Texte à lire:
————————
Recueil de poèmes en hommage aux deux auteurs
Mort de Claude Bernard, galeriste de Giacometti et Bacon
Le galeriste Claude Bernard est décédé le 16 novembre 2022, à l’âge de 93 ans. ©Stéphane Barsacq
Le marchand d’art moderne et contemporain Claude Bernard est mort aujourd’hui, le 16 novembre 2022, à l’âge de 93 ans. Discret, drôle et très élégant, il a représenté dans sa galerie parisienne les plus grands artistes de la deuxième moitié du XXe siècle (de Giacometti à Bacon) tout en mettant en avant la création contemporaine.
Plusieurs critiques d’art et journalistes, de Philippe Dagen à Roxana Azimi, ont essayé comme moi, mais en vain, de persuader Claude Bernard de nous laisser écrire sa biographie. Il refusait sans cesse, prétextant qu’écrire le récit de sa vie le ferait mourir. Pour ma part et suite à mon insistance, il m’avait fait porter la liste de toutes les expositions qu’il avait organisées à sa galerie du 7-9 de la rue des Beaux-Arts à Paris avec l’aide de sa sœur Nadine Haim, espérant que cela calmerait mes ardeurs. Depuis 1957 s’y étaient tenus en effet les plus beaux rassemblements d’œuvres modernes, où la foule se pressait les soirs de vernissages.
————————
Données fournies:
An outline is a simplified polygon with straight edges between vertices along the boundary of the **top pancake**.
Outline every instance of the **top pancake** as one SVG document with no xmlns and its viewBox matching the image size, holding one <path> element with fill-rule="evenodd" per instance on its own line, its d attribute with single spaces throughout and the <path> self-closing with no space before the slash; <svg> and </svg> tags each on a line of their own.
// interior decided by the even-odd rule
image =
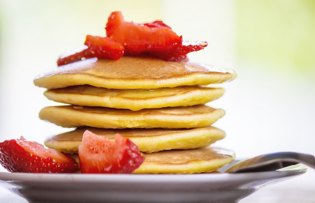
<svg viewBox="0 0 315 203">
<path fill-rule="evenodd" d="M 236 73 L 188 62 L 124 56 L 117 60 L 93 58 L 57 67 L 37 77 L 34 84 L 47 89 L 89 84 L 114 89 L 155 89 L 207 85 L 233 79 Z"/>
</svg>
————————
À explorer:
(1) Quelles personnes sont nommées dans les paragraphes de l'article sur Claude Bernard qui commencent par « Le marchand d’art » et « Plusieurs critiques d’art » ? Donnez-en la liste complète.
(2) Pouvez-vous réécrire sous forme de liste le paragraphe de l'article sur Claude Bernard qui commence par « Plusieurs critiques d’art », en conservant ses faits principaux ?
(3) Recopiez, dans l'article sur Claude Bernard, le passage qui va de « Recueil de poèmes » jusqu'à « la création contemporaine. ».

Corrigé:
(1) Claude Bernard, Giacometti, Bacon, Philippe Dagen, Roxana Azimi, Nadine Haim

(2)
- Plusieurs critiques d'art et journalistes, dont Philippe Dagen et Roxana Azimi, ont tenté en vain de convaincre Claude Bernard de les laisser écrire sa biographie.
- Il refusait toujours, prétextant que le récit de sa vie le ferait mourir.
- Face à l'insistance de l'auteur de l'article, il lui a fait porter la liste de toutes les expositions organisées dans sa galerie du 7-9 rue des Beaux-Arts à Paris avec l'aide de sa sœur Nadine Haim. Il espérait ainsi calmer ses ardeurs.
- Depuis 1957, la galerie avait accueilli les plus beaux rassemblements d'œuvres modernes, et la foule s'y pressait les soirs de vernissage.

(3)
Recueil de poèmes en hommage aux deux auteurs
Mort de Claude Bernard, galeriste de Giacometti et Bacon
Le galeriste Claude Bernard est décédé le 16 novembre 2022, à l’âge de 93 ans. ©Stéphane Barsacq
Le marchand d’art moderne et contemporain Claude Bernard est mort aujourd’hui, le 16 novembre 2022, à l’âge de 93 ans. Discret, drôle et très élégant, il a représenté dans sa galerie parisienne les plus grands artistes de la deuxième moitié du XXe siècle (de Giacometti à Bacon) tout en mettant en avant la création contemporaine.